• Given instruction
Show each line below that contains the word "woman", copying the line in full.

begin

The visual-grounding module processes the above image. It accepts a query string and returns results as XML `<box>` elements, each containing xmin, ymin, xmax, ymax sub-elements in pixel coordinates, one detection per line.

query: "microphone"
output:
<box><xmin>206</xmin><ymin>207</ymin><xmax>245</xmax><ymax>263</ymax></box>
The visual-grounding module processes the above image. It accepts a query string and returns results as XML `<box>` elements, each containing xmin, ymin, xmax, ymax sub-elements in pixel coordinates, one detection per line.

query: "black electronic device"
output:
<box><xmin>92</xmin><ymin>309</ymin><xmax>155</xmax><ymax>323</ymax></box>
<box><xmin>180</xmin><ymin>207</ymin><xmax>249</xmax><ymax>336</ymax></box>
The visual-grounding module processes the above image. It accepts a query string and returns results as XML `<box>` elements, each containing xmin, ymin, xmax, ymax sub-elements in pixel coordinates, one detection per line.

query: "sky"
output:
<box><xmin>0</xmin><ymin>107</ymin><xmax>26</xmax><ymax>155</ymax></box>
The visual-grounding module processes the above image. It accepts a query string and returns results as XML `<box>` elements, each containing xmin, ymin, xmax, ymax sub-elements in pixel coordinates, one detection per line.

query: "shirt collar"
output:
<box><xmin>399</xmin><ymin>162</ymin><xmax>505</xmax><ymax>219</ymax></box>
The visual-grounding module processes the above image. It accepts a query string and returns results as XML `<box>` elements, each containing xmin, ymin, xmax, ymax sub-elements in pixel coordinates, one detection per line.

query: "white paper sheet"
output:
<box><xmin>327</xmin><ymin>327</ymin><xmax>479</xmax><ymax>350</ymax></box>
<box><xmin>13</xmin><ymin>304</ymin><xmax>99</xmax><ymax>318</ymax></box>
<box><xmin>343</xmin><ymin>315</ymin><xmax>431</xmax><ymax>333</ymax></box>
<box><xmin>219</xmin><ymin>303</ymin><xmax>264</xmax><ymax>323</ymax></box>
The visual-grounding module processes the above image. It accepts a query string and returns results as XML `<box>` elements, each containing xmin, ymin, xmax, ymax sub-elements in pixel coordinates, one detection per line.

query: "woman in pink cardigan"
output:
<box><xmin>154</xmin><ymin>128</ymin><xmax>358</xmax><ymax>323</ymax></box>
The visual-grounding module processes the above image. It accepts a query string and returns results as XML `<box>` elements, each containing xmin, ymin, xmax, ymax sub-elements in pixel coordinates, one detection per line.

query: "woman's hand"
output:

end

• Complete output
query: "woman in pink cardigan"
query: "woman's hand"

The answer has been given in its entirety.